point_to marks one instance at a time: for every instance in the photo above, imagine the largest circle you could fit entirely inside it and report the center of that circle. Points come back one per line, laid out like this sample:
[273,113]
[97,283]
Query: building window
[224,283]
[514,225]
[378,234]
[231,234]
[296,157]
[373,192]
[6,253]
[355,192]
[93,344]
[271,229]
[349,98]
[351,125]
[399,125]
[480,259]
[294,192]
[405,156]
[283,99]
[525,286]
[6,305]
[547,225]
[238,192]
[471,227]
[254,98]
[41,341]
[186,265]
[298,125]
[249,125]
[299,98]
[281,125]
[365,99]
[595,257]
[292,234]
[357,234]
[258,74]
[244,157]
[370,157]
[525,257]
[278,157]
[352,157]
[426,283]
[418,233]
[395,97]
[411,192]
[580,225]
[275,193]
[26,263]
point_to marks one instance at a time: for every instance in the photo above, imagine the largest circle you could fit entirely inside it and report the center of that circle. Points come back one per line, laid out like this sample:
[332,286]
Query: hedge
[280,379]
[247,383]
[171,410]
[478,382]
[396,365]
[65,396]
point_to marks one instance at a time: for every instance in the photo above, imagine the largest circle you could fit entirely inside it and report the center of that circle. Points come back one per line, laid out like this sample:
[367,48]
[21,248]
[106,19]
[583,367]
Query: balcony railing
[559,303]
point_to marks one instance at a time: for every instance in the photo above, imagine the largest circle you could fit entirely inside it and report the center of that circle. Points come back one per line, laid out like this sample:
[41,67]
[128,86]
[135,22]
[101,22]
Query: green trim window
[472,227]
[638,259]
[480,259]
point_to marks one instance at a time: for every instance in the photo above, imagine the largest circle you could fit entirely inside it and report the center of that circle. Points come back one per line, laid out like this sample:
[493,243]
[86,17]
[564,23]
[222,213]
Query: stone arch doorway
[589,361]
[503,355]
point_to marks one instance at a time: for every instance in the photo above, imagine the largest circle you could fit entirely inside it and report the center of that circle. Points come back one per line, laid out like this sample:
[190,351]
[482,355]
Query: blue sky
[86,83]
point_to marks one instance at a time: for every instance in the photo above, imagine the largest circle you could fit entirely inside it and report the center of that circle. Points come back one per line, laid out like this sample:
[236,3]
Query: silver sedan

::::::::::

_Brief:_ Reproduce the entries above in full, verbatim.

_Response to the task:_
point_to marks one instance at a time: for every instance in the photo above, imagine the largest circle you could fit entirely inside it and report the center of that circle. Points come back one per line, laid out like this sample:
[273,113]
[97,283]
Query: building window
[224,283]
[514,225]
[378,234]
[231,234]
[296,157]
[373,192]
[6,253]
[355,192]
[93,344]
[271,229]
[349,98]
[351,125]
[399,125]
[480,259]
[294,192]
[405,156]
[283,99]
[525,286]
[6,305]
[547,225]
[238,192]
[471,227]
[254,98]
[41,341]
[186,265]
[298,125]
[249,125]
[299,98]
[281,125]
[365,99]
[595,257]
[292,234]
[357,234]
[258,74]
[244,157]
[370,157]
[525,257]
[278,157]
[352,157]
[426,283]
[418,233]
[395,97]
[411,192]
[580,225]
[275,193]
[26,263]
point_to marks one instance at a time: for every instance in the photo above, imagine the largest circle you could fit entirely inside it and report the center of that circle. Points come back one per line, laid out like this sample:
[332,286]
Query: hedge
[280,379]
[247,383]
[171,410]
[478,382]
[396,365]
[65,396]
point_to marks one instance at a time: for every instance in the photo above, imagine the largest circle you could fit entirely inside it and report the center of that circle. Points come back one per line, laid out like this sample:
[367,48]
[21,248]
[106,19]
[583,367]
Query: balcony railing
[559,303]
point_to marks one instance at a time: for every instance in the photo above, imagine the largest circle you could fit entirely inside it and report the center of that circle. Points come back one per line, laid out like this sample:
[41,67]
[128,86]
[135,22]
[101,22]
Query: green trim window
[472,227]
[638,259]
[480,259]
point_to marks one instance at a time: for every instance in the photo above, imagine the largest circle you could fit entirely inside it and report the center of that circle. Points come back one per line, laid out like this sample:
[493,243]
[86,17]
[564,23]
[222,213]
Query: stone arch doorway
[589,361]
[503,355]
point_to marks one instance at a time: for every instance in the photo above, imagine the largest circle you could fit entirely inside it and report the center of that circle. Points come back one per line, laid out like this sample:
[190,351]
[482,355]
Query: blue sky
[86,83]
point_to marks one instance at a time: for every instance in the photo above, imagine the largest circle you could fit entirely inside it and report the center of that circle. Points come back one per line, laid out like this sample:
[236,3]
Query: silver sedan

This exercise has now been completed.